§ TEXT BLOCK:
----
On 08/17/2015 10:15 PM, MZMcBride wrote:
Failing fast
and loud is good in lots of contexts. I dont think wiki
editing is one of them.
The only cited example of real breakage so far has been
mismatched <div>s.
How often are you or anyone else adding <div>s to pages? In my experience,
most users rely on MediaWiki templates for any kind of complex markup.
Echoing my initial reply in this thread, I still don't really understand
what behaviors from Tidy we want to keep. I've been following
<https://phabricator.wikimedia.org/T89331> a bit and it also hasn't helped
answer this question.
Wikitext is string-based and generates a html string and in the general
case, it need not be well-formed HTML. There is a lot of broken wikitext
out there and if you remove Tidy and don't introduce a HTML5 parser
based balancer, you are going to see a lot of breakage.
* Unclosed HTML tags (very common)
* Misnested tags
* Misnesting of tags (ex: links in links .. [
http://foo.bar this is a
[[foobar]] company])
* Fostered content in tables
(<table>this-content-will-show-up-outside-the-table<tr><td>....</td></tr></table>)
... this has been one of the biggest source of complexity inside Parsoid
... in combination with templates, this is nasty.
* Other ways in which HTML5 content model might be violated. (ex:
<small>\n*a\n*b\n</small>)
* Look at the parser tests file and see all the tests we've added with
annotations that say "php parser relies on tidy"
[[ Tangent: We have a linting option in Parsoid that we can turn on in
production that can dump information about all these broken forms of
wikitext (we have this information because we have to break the wikitext
in the same ways when we convert html to wikitext). We haven't turned it
on in production yet because we haven't yet had the time to hook this
into project wikicheck .. we had initial conversations, but we couldn't
follow up on our end. ]]
Besides these, there is also other unrelated-to-html5-semantics behavior
that wikis have come to rely on.
* Stripping of empty tags -- correct page rendering rely on the fact
that Tidy strips empty elements from HTML. We had to explicitly add this
behavior to Parsoid so pages render identically. We could rip this out
as long as all those templates are fixed up. The infobox on itwiki:Luna
relies on this, to give you a specific example.
* Some behaviors found in
https://phabricator.wikimedia.org/T4542
* I am sure there are a bunch of other behaviors that I am missing /
don't know about.
So, you cannot just rip out Tidy and not replace it with something in
its place. Even replacing it with a HTML5 parser (as per the current
plan) is not entirely straightforward simply because of all the other
unrelated-to-html5-semantics behavior. Part of the task of replacing
Tidy is to figure out all the ways those pages might break and the best
way to handle that breakage.
Going forward, we are thinking about how to enforce stricter constraints
on what templates (and extensions) can produce so impacts from broken
wikitext is contained. That will give you some of what you are asking
("fail fast", but in a different form). That requires a functioning
html5 treebuilder / parser to be in place which is what this RFC is about.
Subbu.
----
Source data
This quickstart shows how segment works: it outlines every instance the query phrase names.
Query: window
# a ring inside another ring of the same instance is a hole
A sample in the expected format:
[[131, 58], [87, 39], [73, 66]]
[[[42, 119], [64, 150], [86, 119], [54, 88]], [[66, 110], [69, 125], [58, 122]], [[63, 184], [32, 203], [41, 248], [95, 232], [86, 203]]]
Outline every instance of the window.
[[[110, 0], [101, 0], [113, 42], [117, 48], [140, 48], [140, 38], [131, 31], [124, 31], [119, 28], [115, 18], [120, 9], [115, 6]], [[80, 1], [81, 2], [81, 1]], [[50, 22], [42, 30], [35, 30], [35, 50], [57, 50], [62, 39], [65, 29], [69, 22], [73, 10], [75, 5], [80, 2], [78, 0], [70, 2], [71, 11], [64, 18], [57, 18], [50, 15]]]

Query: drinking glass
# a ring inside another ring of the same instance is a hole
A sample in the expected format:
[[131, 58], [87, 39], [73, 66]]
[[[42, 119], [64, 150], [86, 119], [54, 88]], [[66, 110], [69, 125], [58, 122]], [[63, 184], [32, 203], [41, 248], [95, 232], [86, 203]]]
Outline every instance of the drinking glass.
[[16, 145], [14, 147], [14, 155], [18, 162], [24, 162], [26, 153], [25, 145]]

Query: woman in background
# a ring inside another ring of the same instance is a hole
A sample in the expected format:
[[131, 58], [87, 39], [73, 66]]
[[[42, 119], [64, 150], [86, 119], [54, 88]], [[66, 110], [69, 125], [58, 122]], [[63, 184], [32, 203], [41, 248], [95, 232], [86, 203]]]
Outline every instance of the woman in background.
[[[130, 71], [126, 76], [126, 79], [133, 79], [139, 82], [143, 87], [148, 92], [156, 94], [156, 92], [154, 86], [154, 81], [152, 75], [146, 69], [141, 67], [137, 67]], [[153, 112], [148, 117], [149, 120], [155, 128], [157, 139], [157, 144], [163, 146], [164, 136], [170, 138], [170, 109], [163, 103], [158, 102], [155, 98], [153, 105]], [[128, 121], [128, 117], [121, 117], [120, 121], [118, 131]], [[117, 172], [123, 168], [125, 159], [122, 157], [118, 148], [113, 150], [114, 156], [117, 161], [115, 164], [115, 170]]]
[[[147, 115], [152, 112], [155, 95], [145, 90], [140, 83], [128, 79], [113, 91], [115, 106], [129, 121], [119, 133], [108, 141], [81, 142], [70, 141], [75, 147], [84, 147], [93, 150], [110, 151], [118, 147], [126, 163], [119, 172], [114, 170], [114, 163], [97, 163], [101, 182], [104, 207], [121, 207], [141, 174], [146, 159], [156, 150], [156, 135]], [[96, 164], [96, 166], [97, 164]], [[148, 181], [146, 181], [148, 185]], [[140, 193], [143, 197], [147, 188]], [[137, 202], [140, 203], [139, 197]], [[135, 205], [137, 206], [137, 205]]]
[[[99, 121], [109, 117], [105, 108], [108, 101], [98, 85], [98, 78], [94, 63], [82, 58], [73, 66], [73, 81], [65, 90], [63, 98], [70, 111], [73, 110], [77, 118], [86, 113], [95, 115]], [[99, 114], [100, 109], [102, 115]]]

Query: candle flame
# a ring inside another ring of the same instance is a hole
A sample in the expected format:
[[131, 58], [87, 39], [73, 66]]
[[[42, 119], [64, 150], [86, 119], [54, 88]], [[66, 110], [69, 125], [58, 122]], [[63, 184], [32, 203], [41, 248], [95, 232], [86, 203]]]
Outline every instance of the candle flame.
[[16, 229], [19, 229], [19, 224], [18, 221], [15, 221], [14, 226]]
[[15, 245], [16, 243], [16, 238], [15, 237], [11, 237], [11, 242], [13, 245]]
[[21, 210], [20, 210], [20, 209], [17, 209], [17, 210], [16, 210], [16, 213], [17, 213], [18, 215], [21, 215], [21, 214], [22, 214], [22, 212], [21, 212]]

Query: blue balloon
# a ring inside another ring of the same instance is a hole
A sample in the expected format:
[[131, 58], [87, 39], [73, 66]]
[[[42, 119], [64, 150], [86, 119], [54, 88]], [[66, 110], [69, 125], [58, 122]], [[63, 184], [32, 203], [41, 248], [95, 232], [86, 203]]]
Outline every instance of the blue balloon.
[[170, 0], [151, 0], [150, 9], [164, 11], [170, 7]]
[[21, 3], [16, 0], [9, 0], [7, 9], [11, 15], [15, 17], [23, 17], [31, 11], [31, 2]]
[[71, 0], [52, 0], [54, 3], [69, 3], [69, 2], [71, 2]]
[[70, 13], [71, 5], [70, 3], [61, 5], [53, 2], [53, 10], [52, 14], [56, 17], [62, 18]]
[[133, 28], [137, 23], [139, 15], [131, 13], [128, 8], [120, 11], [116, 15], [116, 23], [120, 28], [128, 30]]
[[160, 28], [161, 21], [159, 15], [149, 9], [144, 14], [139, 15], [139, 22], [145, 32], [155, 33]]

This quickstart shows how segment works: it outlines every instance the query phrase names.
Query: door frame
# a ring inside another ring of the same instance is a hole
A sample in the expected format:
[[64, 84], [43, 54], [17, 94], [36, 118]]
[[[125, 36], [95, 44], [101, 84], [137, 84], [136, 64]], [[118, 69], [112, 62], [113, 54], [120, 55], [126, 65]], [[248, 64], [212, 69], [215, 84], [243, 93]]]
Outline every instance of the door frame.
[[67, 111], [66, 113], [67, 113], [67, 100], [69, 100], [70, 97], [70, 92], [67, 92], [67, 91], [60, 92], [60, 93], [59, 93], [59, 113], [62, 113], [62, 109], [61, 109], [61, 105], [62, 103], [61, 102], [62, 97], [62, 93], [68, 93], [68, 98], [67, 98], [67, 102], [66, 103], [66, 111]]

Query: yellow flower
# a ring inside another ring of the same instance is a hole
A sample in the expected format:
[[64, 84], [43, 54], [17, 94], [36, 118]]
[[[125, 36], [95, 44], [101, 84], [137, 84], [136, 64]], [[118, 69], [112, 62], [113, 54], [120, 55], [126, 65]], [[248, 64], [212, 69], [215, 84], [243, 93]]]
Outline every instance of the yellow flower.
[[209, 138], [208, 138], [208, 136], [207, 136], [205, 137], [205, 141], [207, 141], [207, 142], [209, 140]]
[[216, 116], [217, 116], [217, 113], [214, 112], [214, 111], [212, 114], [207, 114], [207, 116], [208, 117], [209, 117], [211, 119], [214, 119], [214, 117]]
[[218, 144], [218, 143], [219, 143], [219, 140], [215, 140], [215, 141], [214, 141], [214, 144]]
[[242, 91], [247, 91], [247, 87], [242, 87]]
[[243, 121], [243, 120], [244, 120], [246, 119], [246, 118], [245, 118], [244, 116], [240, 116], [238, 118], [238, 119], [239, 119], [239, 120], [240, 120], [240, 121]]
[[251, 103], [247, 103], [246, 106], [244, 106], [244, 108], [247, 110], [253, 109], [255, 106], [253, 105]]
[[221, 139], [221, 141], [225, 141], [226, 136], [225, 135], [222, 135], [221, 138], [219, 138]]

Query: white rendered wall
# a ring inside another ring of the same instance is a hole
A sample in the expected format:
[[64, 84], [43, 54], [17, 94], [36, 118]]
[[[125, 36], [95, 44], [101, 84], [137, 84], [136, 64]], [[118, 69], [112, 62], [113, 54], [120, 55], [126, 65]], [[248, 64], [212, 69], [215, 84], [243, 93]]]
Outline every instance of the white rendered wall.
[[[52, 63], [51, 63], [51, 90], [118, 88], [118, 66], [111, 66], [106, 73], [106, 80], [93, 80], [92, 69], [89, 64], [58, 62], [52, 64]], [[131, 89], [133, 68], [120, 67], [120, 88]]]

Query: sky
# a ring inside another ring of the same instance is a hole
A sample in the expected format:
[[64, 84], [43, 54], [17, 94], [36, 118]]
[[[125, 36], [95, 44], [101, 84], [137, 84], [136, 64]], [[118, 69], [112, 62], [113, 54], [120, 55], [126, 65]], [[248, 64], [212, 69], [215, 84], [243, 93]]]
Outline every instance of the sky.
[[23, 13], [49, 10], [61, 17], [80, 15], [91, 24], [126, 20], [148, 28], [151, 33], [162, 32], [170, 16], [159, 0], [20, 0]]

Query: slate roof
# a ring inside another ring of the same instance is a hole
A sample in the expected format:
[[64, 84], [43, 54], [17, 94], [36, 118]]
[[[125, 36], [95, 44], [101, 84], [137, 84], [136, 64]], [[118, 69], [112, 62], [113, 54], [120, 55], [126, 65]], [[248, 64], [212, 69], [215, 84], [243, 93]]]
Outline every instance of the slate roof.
----
In the message about replacing Tidy, which page's infobox is given as a specific example of relying on Tidy stripping empty elements? These items were taken from a separate source.

The infobox on itwiki:Luna.